Image location labeling entries:
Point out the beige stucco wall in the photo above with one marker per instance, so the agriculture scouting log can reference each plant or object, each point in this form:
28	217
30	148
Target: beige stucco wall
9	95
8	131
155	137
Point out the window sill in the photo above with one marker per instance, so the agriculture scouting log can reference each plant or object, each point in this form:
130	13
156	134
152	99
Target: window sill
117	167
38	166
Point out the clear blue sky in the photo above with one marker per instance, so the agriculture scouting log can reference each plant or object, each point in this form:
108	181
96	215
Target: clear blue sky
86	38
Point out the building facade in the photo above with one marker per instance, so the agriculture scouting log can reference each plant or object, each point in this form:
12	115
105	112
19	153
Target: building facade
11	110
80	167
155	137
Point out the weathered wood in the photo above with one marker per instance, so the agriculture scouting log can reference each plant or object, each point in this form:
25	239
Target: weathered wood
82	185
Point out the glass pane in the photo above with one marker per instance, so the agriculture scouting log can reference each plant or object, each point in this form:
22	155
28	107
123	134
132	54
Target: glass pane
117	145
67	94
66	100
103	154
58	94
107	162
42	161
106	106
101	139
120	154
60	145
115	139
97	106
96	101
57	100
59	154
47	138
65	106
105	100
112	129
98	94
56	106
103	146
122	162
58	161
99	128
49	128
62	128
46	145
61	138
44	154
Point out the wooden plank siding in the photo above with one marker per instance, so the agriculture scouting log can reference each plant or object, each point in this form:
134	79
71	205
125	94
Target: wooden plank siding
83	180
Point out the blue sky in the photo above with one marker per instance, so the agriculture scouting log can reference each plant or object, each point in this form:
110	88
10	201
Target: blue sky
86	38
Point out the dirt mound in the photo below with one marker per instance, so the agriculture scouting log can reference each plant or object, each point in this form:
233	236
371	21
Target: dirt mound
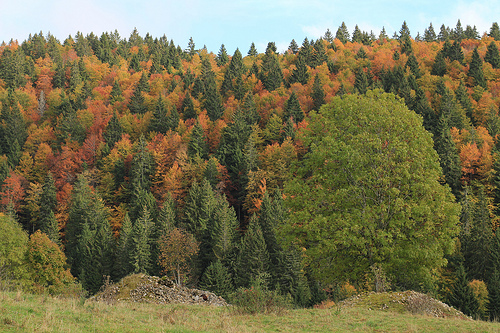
401	302
152	289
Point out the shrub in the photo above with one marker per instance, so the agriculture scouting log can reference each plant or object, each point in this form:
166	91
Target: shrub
259	299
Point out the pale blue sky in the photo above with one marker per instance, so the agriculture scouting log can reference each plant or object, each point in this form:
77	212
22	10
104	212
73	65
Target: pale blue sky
236	23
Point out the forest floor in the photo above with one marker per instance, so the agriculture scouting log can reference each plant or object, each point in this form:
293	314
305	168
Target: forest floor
391	312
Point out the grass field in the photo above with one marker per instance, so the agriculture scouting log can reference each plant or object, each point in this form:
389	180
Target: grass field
33	313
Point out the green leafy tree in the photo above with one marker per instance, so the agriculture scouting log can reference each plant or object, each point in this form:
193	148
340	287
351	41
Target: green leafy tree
370	194
13	247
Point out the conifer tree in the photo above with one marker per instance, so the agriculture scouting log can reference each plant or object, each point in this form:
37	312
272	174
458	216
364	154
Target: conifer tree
293	47
299	73
141	239
253	259
318	95
222	57
197	145
187	107
429	34
271	74
495	31
88	236
360	82
476	70
462	296
492	55
116	93
217	279
252	52
123	262
342	34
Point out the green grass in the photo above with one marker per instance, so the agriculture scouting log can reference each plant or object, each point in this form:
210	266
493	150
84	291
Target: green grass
32	313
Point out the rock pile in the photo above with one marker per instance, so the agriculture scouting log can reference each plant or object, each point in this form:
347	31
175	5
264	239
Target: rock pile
152	289
407	301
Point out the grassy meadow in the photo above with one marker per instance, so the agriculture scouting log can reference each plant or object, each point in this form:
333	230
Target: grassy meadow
33	313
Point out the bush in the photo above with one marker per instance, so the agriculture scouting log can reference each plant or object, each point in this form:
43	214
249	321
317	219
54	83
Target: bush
259	299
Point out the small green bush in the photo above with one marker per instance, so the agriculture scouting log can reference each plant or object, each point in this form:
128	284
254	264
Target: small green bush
259	299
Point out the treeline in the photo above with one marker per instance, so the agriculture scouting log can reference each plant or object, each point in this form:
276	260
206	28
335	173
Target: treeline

- WHAT TO DO
Every record above should be written out again without change, except that the pictures are left out.

- SOLUTION FOR THIS EXERCISE
Point out the beige stucco wall in the photo above with one marker per instance, so the agriculture scouting log can reference each plant or object, each point in this form:
28	217
30	148
Target: beige stucco wall
9	95
8	131
155	137
Point out the window sill in the photo above with one marker per instance, so the agriculture scouting log can reference each plant or object, each point in this form:
130	13
156	134
152	99
Target: window sill
117	167
38	166
Point out the clear blue sky in the photo above with one marker per instance, so the agriculture scouting log can reference each plant or object, each point in this form:
108	181
96	215
Target: clear blue sky
86	38
Point out the building facade in the photo above with one marker per instance, so the agriculture scouting log can reference each plant or object, each point in this form:
12	115
105	112
19	153
Target: building facade
11	110
80	167
155	137
Point out the weathered wood in the photo above with one marker per instance, so the agriculture scouting log can reference each plant or object, each point in this form:
25	239
Target: weathered wood
82	185
Point out the glass pane in the photo above with one marker per instance, so the agriculture scouting log can reference each plant or object, each point in this form:
22	155
28	107
123	134
132	54
Target: glass pane
117	145
67	94
66	100
103	154
58	94
107	162
42	161
106	106
101	139
120	154
60	145
115	139
97	106
96	101
57	100
59	154
47	138
65	106
105	100
112	129
98	94
56	106
103	146
122	162
58	161
99	128
49	128
62	128
46	145
61	138
44	154
Point out the wooden plank siding in the photo above with one marker per instance, so the agriculture scouting log can reference each plant or object, each point in this form:
134	79
71	205
125	94
Target: wooden plank siding
83	180
Point out the blue sky in the photo above with one marker per instance, so the agriculture scouting log can reference each plant or object, each point in this form:
110	88
10	201
Target: blue sky
86	38
Point out the dirt mound in the photo below with one marker per instance, so the agriculture scouting log can reference each plant or object, each point in this form:
233	236
371	21
Target: dirt mound
401	302
152	289
Point out the shrub in the photo above with one marker per instance, so the agriculture scouting log can reference each plant or object, each point in this form:
166	91
Target: shrub
259	299
Point out the pale blue sky in the photo above with one marker per instance, so the agriculture scouting log can reference each plant or object, each point in this form:
77	212
22	10
104	212
73	65
Target: pale blue sky
236	23
Point out the forest floor in the photo above with one marker per instance, so the agriculture scouting log can reference each plant or object, each point in this form:
293	314
305	168
Target: forest floor
391	312
Point out the grass field in the photo above with one marker per instance, so the agriculture scouting log can reference each plant or object, each point in this form:
389	180
Target: grass field
33	313
Point out the green leafy tree in the photo above with one marker per instance, so the agriculture scouting log can reference each plant or object, each point in this form:
193	148
340	287
351	41
Target: green leafy tree
370	194
13	247
Point out the conifer tree in the photo above with one marker per instance, so the agriculture scouting log can reference each plant or object, each point in this form:
37	312
272	174
458	216
364	154
Target: conifer tree
293	47
299	73
141	239
253	259
318	95
222	57
197	145
187	107
429	34
271	74
495	31
88	236
360	82
476	70
462	296
492	55
116	93
217	279
252	52
123	262
342	34
Point out the green grass in the photo above with one marker per instance, so the agriculture scouting log can reference each plant or object, each point in this form:
210	266
493	150
84	291
Target: green grass
32	313
Point out the rock pile in the photo above with one marker per instance, so the agriculture scouting log can reference each plant or object, each point in this form:
347	31
175	5
264	239
Target: rock pile
152	289
407	301
Point out the grassy meadow in the photo above with one marker per instance, so the agriculture scouting log can reference each plant or object, each point in this form:
333	230
Target: grassy meadow
33	313
Point out the bush in the photo above with one marker per instance, so the agriculture scouting log can reference each plant or object, each point in this form:
43	214
249	321
317	219
54	83
Target: bush
259	299
Point out the small green bush in the photo above with one marker per instance, so the agriculture scouting log can reference each plant or object, each point in this form:
128	284
254	264
Target: small green bush
259	299
Point out the treeline in the photo above with one marker per instance, so the agriculture scouting log can reference each plant or object, each point in this form:
276	260
206	28
335	173
Target: treeline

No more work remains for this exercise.